GIVEN INSTRUCTION 1 —
Condense the paragraph of the Airflow article that opens with "Data pipelines are built by defining" into a short bulleted list that keeps its main facts.
GIVEN INSTRUCTION 2 —
Using the Airflow article, explain in one to three sentences why Airflow eventually became an open source project.
GIVEN INSTRUCTION 3 —
Reproduce the passage of the Airflow article that begins at the words "How to start" and stops after the words "Why Airflow?".

TEXT SEGMENT —
◆ ◆ ◆ ◆

How to start automating your data pipelines with Airflow

Published in

Insight

7 min readOct 17, 2018

In this blog, I cover the main concepts behind pipeline automation with Airflow and go through the code (and a few gotchas) to create your first workflow with ease.

Why Airflow?

Data pipelines are built by defining a set of “tasks” to extract, analyze, transform, load and store the data. For example, a pipeline could consist of tasks like reading archived logs from S3, creating a Spark job to extract relevant features, indexing the features using Solr and updating the existing index to allow search. To automate this pipeline and run it weekly, you could use a time-based scheduler like Cron by defining the workflows in Crontab. This is really good for simple workflows, but things get messier when you start to maintain the workflow in large organizations with dependencies. It gets complicated if you’re waiting on some input data from a third-party, and several teams are depending on your tasks to start their jobs.

Airflow is a workflow scheduler to help with scheduling complex workflows and provide an easy way to maintain them. There are numerous resources for understanding what Airflow does, but it’s much easier to understand by directly working through an example.

Here are a few reasons to use Airflow:

Open source: After starting as an internal project at Airbnb, Airflow had a natural need in the community. This was a major reason why it eventually became an open source project. It is currently maintained and managed as an incubating project at Apache.

◆ ◆ ◆ ◆

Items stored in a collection

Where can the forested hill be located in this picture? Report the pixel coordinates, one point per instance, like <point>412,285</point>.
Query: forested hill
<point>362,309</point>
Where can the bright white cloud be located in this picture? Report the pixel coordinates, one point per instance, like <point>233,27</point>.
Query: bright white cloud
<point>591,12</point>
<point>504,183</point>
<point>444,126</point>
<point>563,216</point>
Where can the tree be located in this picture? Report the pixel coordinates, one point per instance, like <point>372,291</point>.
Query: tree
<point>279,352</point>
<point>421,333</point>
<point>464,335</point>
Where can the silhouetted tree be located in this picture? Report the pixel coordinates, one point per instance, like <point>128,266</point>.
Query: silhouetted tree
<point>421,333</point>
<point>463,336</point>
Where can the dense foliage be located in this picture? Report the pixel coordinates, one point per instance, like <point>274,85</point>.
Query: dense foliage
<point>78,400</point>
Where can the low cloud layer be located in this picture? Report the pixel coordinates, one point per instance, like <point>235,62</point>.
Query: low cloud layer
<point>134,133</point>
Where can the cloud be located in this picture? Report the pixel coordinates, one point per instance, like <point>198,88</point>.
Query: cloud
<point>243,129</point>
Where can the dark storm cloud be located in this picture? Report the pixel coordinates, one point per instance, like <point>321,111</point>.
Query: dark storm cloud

◆ ◆ ◆ ◆

WRITTEN REPLY 1 —
- Data pipelines consist of tasks that extract, analyze, transform, load and store data.
- Example pipeline: read archived logs from S3, run a Spark job to extract relevant features, index the features with Solr, and update the existing index to allow search.
- A time-based scheduler like Cron, with workflows defined in Crontab, can run such a pipeline weekly.
- Cron works well for simple workflows but becomes messy in large organizations with dependencies.
- It gets complicated when you wait on input data from a third party and several teams depend on your tasks to start their jobs.

WRITTEN REPLY 2 —
Airflow started as an internal project at Airbnb, and the community had a natural need for it. That need was a major reason it eventually became an open source project, which Apache now maintains and manages as an incubating project.

WRITTEN REPLY 3 —
How to start automating your data pipelines with Airflow

Published in

Insight

7 min readOct 17, 2018

In this blog, I cover the main concepts behind pipeline automation with Airflow and go through the code (and a few gotchas) to create your first workflow with ease.

Why Airflow?